INSTRUCTION:
Present the data once more in exactly its original form.

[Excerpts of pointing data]
########

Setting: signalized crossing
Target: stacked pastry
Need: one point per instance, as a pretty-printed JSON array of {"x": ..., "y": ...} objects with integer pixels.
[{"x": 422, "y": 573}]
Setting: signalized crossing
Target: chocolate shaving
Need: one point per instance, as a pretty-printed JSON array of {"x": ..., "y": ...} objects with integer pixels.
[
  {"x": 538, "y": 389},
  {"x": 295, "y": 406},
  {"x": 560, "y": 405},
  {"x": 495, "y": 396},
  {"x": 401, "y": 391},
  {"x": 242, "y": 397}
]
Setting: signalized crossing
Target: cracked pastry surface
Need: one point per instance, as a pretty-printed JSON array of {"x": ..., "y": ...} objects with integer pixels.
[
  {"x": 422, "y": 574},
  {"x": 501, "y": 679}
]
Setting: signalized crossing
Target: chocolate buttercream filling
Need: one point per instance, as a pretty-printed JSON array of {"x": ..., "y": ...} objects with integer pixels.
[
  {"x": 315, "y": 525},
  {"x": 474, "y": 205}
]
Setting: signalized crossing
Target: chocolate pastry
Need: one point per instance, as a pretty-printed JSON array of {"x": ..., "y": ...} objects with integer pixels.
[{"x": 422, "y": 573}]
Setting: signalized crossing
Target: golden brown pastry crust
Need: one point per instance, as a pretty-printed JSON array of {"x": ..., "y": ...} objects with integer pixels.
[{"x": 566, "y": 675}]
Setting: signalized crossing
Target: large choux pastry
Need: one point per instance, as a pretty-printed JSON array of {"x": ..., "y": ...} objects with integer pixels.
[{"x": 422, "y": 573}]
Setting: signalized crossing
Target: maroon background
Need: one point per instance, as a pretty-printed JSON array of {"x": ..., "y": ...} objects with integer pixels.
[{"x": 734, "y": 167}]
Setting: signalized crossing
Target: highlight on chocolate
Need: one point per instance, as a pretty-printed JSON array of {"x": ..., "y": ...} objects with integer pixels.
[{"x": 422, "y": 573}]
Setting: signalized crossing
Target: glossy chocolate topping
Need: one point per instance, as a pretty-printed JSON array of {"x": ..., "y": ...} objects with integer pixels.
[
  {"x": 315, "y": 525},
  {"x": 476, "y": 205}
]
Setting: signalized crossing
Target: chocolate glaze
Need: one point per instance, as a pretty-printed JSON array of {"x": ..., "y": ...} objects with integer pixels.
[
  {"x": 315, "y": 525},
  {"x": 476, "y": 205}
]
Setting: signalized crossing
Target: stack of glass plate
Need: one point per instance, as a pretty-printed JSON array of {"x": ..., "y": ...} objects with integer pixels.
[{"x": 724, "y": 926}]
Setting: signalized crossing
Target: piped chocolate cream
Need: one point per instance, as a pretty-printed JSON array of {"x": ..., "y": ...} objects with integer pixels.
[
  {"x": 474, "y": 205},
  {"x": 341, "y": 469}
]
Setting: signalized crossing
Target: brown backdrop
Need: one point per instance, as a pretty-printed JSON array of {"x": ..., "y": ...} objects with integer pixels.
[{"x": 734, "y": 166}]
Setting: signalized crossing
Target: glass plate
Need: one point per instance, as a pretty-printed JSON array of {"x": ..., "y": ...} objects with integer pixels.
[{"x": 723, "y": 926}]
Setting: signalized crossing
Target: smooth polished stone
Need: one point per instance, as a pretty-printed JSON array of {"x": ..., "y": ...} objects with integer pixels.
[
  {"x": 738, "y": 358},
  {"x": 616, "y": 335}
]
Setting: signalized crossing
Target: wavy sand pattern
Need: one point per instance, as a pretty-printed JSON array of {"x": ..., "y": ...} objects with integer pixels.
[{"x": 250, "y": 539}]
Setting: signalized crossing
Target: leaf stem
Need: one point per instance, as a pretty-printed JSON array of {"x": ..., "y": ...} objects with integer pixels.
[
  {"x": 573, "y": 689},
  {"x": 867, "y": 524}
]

########

TASK RESPONSE:
Setting: signalized crossing
Target: stacked pastry
Need: one point per instance, as a pretty-printed JSON array of {"x": ..., "y": ...} objects with integer pixels.
[{"x": 422, "y": 573}]
Setting: signalized crossing
Target: chocolate shaving
Need: one point per instance, as a pretty-printed JSON array of {"x": ..., "y": ...} objects with integer pixels.
[
  {"x": 538, "y": 389},
  {"x": 295, "y": 406},
  {"x": 560, "y": 405},
  {"x": 495, "y": 396},
  {"x": 401, "y": 391},
  {"x": 242, "y": 397}
]
Setting: signalized crossing
Target: cracked pastry surface
Need: one point per instance, as a pretty-printed JSON array of {"x": ..., "y": ...} objects with integer pixels.
[
  {"x": 422, "y": 574},
  {"x": 501, "y": 679}
]
Setting: signalized crossing
Target: chocolate buttercream filling
Need: one point per instance, as a pretty-printed JSON array of {"x": ..., "y": ...} objects with integer pixels.
[
  {"x": 315, "y": 525},
  {"x": 474, "y": 205}
]
Setting: signalized crossing
Target: chocolate pastry
Need: one point per instance, as a pretty-printed JSON array of {"x": ..., "y": ...} objects with integer pixels.
[{"x": 422, "y": 573}]
Setting: signalized crossing
Target: golden brown pastry crust
Need: one point per instance, as a pretty-printed JSON array of {"x": ..., "y": ...} objects with integer pixels.
[{"x": 566, "y": 675}]
Setting: signalized crossing
Target: large choux pastry
Need: one point per instance, as a pretty-printed JSON array of {"x": ..., "y": ...} objects with integer pixels.
[{"x": 422, "y": 573}]
Setting: signalized crossing
Target: maroon background
Need: one point per instance, as a pretty-printed JSON array of {"x": ..., "y": ...} objects with integer pixels.
[{"x": 734, "y": 167}]
Setting: signalized crossing
Target: highlight on chocolate
Need: one point per instance, as a pretty-printed JSON array of {"x": ..., "y": ...} objects with integer pixels.
[{"x": 422, "y": 573}]
Setting: signalized crossing
Target: glossy chocolate topping
Need: one point per instance, as a pretty-printed JSON array of {"x": ..., "y": ...} objects with integer pixels.
[
  {"x": 315, "y": 525},
  {"x": 476, "y": 205}
]
Setting: signalized crossing
Target: chocolate glaze
Need: one point per instance, as a pretty-printed JSON array of {"x": ..., "y": ...} objects with integer pixels.
[
  {"x": 315, "y": 525},
  {"x": 476, "y": 205}
]
Setting: signalized crossing
Target: stack of glass plate
Need: one point per instance, as a pretty-printed JSON array of {"x": ..., "y": ...} objects with integer pixels.
[{"x": 724, "y": 926}]
Setting: signalized crossing
Target: piped chocolate cream
Need: one point per instance, as a pretty-printed JSON array of {"x": ..., "y": ...} objects with integer pixels.
[
  {"x": 474, "y": 205},
  {"x": 341, "y": 469}
]
Setting: signalized crossing
Target: brown backdrop
Need: one point per instance, as a pretty-printed JSON array of {"x": ..., "y": ...} objects with integer pixels.
[{"x": 734, "y": 166}]
Setting: signalized crossing
Target: glass plate
Need: one point per instance, as a pretty-printed JSON array of {"x": ..., "y": ...} objects with integer pixels.
[{"x": 723, "y": 926}]
Setting: signalized crossing
Target: smooth polished stone
Need: one point per instance, as a pretty-printed JSON array of {"x": ..., "y": ...} objects with integer pixels.
[
  {"x": 738, "y": 358},
  {"x": 616, "y": 335}
]
Setting: signalized crossing
Target: wavy sand pattern
Need: one point per instance, as a pretty-printed JSON array of {"x": ..., "y": ...} objects with integer pixels.
[{"x": 250, "y": 539}]
Setting: signalized crossing
Target: leaf stem
Need: one point per instance, as a pretty-printed JSON array of {"x": ..., "y": ...} objects with integer pixels.
[
  {"x": 573, "y": 689},
  {"x": 867, "y": 524}
]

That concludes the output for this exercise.